## Required tasks
1. From the LVMH revenue article, copy word for word the part that opens with the words "Dior and Givenchy" and closes with "its Okinawa Galleria-Ed].".
2. According to the LVMH revenue article, what total revenues did LVMH report for 2015?

## Provided passage
--- begin ---

LVMH hits record $38bn as DFS ‘contains costs’

By Doug Newhouse |

Dior and Givenchy in Paris in January 2016 (Photo credit LVMH)LVMH Moët Hennessy Louis Vuitton has reported record total revenues of €35.7bn ($38.9bn) for 2015 (+16%) declaring ‘reported increases’ at all five divisions – which all contributed to profits last year, although ‘significant cost containment’ has continued at DFS.

 

Interestingly, LVMH says one of its priorities for DFS this year (2016) is ‘to open new destinations’ – especially in Europe – pointing to a ‘complex situation in Asia penalizing profitability’, although contrasting with a ‘good performance in Japan’ (primarily at its Okinawa Galleria-Ed].

 

LVMH also said that DFS continued to benefit from high spending Chinese tourists last year, while 2016 will also see deployment of its new T Galleria Beauty concept and greater momentum with its reinforced loyalty programme known as LoyalT.

--- end ---

## Provided material
--- begin ---

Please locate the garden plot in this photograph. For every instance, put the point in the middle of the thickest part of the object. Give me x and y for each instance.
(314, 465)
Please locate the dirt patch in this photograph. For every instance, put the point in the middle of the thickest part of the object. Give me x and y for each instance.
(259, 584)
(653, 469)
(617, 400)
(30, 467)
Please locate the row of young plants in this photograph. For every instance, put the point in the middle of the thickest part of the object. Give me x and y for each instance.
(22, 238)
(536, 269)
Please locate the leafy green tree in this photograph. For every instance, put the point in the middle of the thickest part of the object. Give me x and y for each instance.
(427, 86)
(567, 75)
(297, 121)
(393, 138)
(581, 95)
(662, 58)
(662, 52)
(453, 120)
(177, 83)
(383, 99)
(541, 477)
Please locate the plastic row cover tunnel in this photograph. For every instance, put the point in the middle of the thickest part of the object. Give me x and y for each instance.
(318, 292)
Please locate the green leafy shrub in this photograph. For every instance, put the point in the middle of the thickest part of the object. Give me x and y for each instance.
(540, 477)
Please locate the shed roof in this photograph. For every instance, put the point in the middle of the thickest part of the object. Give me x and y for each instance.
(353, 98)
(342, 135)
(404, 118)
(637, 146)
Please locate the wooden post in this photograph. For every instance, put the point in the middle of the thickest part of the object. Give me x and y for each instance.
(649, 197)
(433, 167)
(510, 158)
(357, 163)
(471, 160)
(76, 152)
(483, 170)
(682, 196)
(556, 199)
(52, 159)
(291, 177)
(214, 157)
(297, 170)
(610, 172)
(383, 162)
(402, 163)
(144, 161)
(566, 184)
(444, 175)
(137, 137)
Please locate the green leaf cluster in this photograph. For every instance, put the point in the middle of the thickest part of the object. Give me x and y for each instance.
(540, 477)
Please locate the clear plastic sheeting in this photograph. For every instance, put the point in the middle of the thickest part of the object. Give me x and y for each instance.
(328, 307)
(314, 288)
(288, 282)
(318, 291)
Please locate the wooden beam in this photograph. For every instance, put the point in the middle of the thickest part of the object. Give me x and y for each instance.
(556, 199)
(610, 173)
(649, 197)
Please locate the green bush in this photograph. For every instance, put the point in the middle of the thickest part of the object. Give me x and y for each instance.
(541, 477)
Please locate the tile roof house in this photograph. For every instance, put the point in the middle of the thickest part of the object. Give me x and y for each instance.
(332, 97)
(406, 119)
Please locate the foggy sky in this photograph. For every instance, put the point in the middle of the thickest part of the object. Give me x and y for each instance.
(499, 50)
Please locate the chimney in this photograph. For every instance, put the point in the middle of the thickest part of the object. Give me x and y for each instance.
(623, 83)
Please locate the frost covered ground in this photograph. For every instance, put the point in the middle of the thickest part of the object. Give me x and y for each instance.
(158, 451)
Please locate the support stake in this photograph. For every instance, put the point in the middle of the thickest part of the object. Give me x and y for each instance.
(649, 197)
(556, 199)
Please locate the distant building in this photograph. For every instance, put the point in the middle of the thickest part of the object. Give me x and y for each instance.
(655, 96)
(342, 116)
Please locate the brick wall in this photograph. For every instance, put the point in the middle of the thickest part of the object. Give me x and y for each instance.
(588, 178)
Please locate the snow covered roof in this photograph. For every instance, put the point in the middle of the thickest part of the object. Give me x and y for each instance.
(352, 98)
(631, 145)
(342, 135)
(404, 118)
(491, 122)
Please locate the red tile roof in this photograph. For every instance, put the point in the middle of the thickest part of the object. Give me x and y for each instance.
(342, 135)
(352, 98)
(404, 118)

--- end ---

## Task results
1.
Dior and Givenchy in Paris in January 2016 (Photo credit LVMH)LVMH Moët Hennessy Louis Vuitton has reported record total revenues of €35.7bn ($38.9bn) for 2015 (+16%) declaring ‘reported increases’ at all five divisions – which all contributed to profits last year, although ‘significant cost containment’ has continued at DFS.

 

Interestingly, LVMH says one of its priorities for DFS this year (2016) is ‘to open new destinations’ – especially in Europe – pointing to a ‘complex situation in Asia penalizing profitability’, although contrasting with a ‘good performance in Japan’ (primarily at its Okinawa Galleria-Ed].

2. LVMH reported record total revenues of €35.7bn ($38.9bn) for 2015.